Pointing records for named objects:
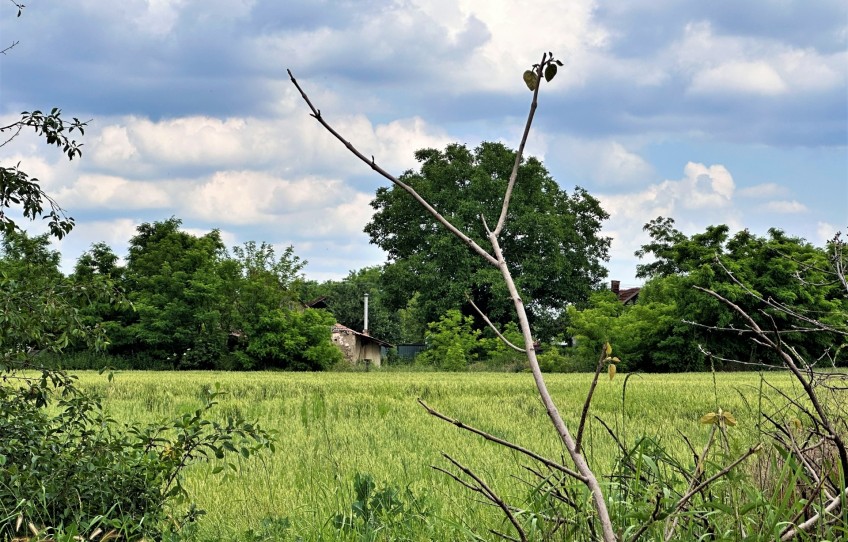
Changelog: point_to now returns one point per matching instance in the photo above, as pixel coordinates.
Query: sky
(720, 112)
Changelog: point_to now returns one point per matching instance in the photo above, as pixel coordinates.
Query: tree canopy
(677, 327)
(552, 238)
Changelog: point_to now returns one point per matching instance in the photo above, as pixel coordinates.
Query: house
(628, 296)
(359, 347)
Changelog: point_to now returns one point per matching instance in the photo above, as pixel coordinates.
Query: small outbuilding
(359, 347)
(628, 296)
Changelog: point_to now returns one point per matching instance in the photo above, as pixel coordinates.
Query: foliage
(553, 238)
(23, 193)
(770, 266)
(77, 471)
(673, 324)
(381, 509)
(452, 343)
(296, 340)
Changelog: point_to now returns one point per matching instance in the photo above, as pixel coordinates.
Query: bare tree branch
(316, 114)
(585, 412)
(495, 329)
(496, 258)
(513, 176)
(489, 493)
(541, 459)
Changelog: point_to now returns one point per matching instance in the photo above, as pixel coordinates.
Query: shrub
(71, 469)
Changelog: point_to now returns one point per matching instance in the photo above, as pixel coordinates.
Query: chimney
(365, 330)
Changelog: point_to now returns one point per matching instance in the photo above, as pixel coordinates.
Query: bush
(72, 470)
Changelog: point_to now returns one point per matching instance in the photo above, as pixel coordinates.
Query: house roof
(344, 330)
(627, 295)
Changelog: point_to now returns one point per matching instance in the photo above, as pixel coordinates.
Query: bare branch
(831, 507)
(541, 459)
(579, 439)
(496, 258)
(411, 191)
(795, 370)
(10, 47)
(681, 504)
(489, 493)
(513, 176)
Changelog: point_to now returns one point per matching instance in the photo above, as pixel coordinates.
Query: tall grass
(332, 426)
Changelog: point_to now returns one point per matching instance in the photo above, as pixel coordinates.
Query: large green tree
(786, 269)
(173, 279)
(552, 239)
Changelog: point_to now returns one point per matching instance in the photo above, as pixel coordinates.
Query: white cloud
(743, 77)
(825, 232)
(765, 190)
(784, 207)
(703, 196)
(607, 162)
(92, 191)
(726, 64)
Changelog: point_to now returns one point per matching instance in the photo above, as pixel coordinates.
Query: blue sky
(708, 112)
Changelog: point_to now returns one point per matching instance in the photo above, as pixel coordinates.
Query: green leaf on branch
(550, 72)
(531, 80)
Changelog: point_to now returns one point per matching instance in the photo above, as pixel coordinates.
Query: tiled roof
(628, 294)
(338, 328)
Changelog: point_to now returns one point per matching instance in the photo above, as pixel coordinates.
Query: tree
(768, 265)
(553, 238)
(451, 342)
(547, 68)
(174, 282)
(294, 340)
(258, 284)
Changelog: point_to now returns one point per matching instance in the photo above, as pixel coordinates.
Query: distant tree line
(194, 304)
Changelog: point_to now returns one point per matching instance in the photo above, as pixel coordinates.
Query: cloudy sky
(708, 112)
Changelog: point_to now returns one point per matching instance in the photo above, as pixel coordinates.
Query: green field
(332, 426)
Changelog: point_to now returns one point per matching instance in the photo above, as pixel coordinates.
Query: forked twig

Task brief: Count the lines in the records above that contain the string "branch" with matching case, and give only the number.

Output: 3